Lines of data →
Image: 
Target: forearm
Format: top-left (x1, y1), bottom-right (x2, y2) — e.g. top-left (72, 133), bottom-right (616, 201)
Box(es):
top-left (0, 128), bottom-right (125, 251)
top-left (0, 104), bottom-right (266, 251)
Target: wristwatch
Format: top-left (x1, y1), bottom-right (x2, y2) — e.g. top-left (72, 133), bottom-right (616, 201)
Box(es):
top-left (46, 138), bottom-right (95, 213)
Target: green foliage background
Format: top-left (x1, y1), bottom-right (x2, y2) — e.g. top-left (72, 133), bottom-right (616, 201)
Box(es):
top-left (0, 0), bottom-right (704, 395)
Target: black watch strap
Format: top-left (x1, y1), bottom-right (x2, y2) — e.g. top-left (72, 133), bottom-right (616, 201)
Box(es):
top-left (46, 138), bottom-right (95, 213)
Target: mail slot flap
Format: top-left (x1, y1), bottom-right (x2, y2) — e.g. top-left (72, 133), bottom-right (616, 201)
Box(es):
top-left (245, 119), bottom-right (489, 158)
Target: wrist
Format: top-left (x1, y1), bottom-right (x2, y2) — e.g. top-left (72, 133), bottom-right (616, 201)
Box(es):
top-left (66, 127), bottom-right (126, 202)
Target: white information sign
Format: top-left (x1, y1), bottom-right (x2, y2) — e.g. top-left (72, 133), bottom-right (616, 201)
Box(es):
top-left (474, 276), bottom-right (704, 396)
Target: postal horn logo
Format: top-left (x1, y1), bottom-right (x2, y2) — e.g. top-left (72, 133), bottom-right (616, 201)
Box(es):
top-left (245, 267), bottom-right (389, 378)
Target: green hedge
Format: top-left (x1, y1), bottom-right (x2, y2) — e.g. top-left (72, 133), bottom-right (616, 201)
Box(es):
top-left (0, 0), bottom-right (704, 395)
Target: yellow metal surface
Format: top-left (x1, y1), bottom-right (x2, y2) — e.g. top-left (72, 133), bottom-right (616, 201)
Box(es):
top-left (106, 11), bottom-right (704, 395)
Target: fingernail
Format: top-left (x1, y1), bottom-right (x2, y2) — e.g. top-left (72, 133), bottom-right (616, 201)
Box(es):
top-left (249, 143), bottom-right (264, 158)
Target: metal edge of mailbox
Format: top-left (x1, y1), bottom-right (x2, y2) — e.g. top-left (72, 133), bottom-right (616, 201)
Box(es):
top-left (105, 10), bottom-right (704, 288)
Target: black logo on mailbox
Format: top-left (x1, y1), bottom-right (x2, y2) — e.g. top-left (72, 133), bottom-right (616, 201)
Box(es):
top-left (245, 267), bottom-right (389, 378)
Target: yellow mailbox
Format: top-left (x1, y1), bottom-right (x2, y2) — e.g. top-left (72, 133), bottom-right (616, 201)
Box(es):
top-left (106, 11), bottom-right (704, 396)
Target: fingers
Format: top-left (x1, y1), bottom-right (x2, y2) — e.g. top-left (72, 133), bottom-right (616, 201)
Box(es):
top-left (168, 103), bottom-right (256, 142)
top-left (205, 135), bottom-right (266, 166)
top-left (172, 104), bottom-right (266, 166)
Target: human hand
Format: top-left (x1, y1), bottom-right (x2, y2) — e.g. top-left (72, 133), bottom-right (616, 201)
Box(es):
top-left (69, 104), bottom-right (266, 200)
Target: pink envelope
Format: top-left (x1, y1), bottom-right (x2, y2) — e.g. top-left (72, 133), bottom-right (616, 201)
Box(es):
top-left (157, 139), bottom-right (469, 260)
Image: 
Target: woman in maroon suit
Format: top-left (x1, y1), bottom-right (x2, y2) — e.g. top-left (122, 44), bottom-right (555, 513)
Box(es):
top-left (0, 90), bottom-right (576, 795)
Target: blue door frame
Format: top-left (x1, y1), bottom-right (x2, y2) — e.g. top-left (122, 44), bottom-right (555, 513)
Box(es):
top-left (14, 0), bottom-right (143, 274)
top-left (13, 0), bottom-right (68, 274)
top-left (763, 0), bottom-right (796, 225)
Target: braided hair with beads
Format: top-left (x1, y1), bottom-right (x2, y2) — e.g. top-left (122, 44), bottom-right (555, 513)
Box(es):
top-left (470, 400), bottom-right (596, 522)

SHORT EXERCISE → Copy every record above word for word, changing nothing.

FULL ANSWER →
Image: 
Target: forearm
Format: top-left (x1, y1), bottom-right (x2, y2) — e.g. top-left (72, 133), bottom-right (616, 201)
Box(es):
top-left (0, 128), bottom-right (125, 251)
top-left (0, 104), bottom-right (266, 251)
Target: wristwatch
Format: top-left (x1, y1), bottom-right (x2, y2) — e.g. top-left (72, 133), bottom-right (616, 201)
Box(es):
top-left (46, 138), bottom-right (95, 213)
Target: green foliage background
Format: top-left (x1, y1), bottom-right (x2, y2) — e.g. top-left (72, 133), bottom-right (616, 201)
Box(es):
top-left (0, 0), bottom-right (704, 395)
Target: black watch strap
Format: top-left (x1, y1), bottom-right (x2, y2) — e.g. top-left (72, 133), bottom-right (616, 201)
Box(es):
top-left (46, 138), bottom-right (95, 213)
Target: mail slot flap
Format: top-left (x1, y1), bottom-right (x2, y2) — e.g. top-left (72, 133), bottom-right (616, 201)
Box(es):
top-left (245, 119), bottom-right (489, 158)
Target: wrist
Format: top-left (x1, y1), bottom-right (x2, y2) — e.g. top-left (72, 133), bottom-right (616, 201)
Box(es):
top-left (66, 127), bottom-right (126, 202)
Target: white information sign
Format: top-left (x1, y1), bottom-right (x2, y2) — e.g. top-left (72, 133), bottom-right (616, 201)
Box(es):
top-left (474, 276), bottom-right (704, 396)
Target: postal horn logo
Format: top-left (x1, y1), bottom-right (x2, y2) — e.g. top-left (72, 133), bottom-right (616, 201)
Box(es):
top-left (245, 267), bottom-right (389, 378)
Target: green hedge
Format: top-left (x1, y1), bottom-right (x2, y2) — e.g. top-left (72, 133), bottom-right (616, 201)
Box(es):
top-left (0, 0), bottom-right (704, 395)
Target: yellow metal surface
Format: top-left (x1, y1), bottom-right (x2, y2) — e.g. top-left (72, 133), bottom-right (616, 201)
Box(es):
top-left (106, 11), bottom-right (704, 395)
Target: fingernail
Format: top-left (x1, y1), bottom-right (x2, y2) — e.g. top-left (72, 133), bottom-right (616, 201)
Box(es):
top-left (249, 143), bottom-right (264, 158)
Target: metal edge of mailbox
Format: top-left (x1, y1), bottom-right (x2, y2) — e.g. top-left (72, 133), bottom-right (616, 201)
Box(es):
top-left (105, 10), bottom-right (704, 288)
Target: black logo on mailbox
Format: top-left (x1, y1), bottom-right (x2, y2) — e.g. top-left (72, 133), bottom-right (616, 201)
Box(es):
top-left (245, 267), bottom-right (389, 378)
Target: yellow mailbox
Format: top-left (x1, y1), bottom-right (x2, y2) — e.g. top-left (72, 133), bottom-right (616, 201)
Box(es):
top-left (106, 11), bottom-right (704, 396)
Target: fingers
Format: top-left (x1, y1), bottom-right (x2, y2) — e.g. top-left (72, 133), bottom-right (616, 201)
Box(es):
top-left (168, 103), bottom-right (256, 142)
top-left (205, 135), bottom-right (266, 166)
top-left (172, 104), bottom-right (266, 166)
Target: human hand
Format: top-left (x1, y1), bottom-right (x2, y2) — e.g. top-left (72, 133), bottom-right (616, 201)
Box(es):
top-left (69, 104), bottom-right (266, 200)
Target: pink envelope
Format: top-left (x1, y1), bottom-right (x2, y2) — e.g. top-left (72, 133), bottom-right (616, 201)
Box(es):
top-left (157, 139), bottom-right (469, 260)
Image: 
Target: woman in maroon suit
Format: top-left (x1, y1), bottom-right (x2, y2) — e.g. top-left (122, 44), bottom-right (555, 513)
Box(es):
top-left (0, 90), bottom-right (576, 795)
Target: blue door frame
Format: top-left (x1, y1), bottom-right (x2, y2) — e.g. top-left (122, 44), bottom-right (555, 513)
Box(es):
top-left (14, 0), bottom-right (143, 274)
top-left (13, 0), bottom-right (68, 274)
top-left (763, 0), bottom-right (796, 225)
Target: braided hair with beads
Format: top-left (x1, y1), bottom-right (x2, y2) — e.g. top-left (122, 44), bottom-right (555, 513)
Box(es):
top-left (470, 400), bottom-right (596, 522)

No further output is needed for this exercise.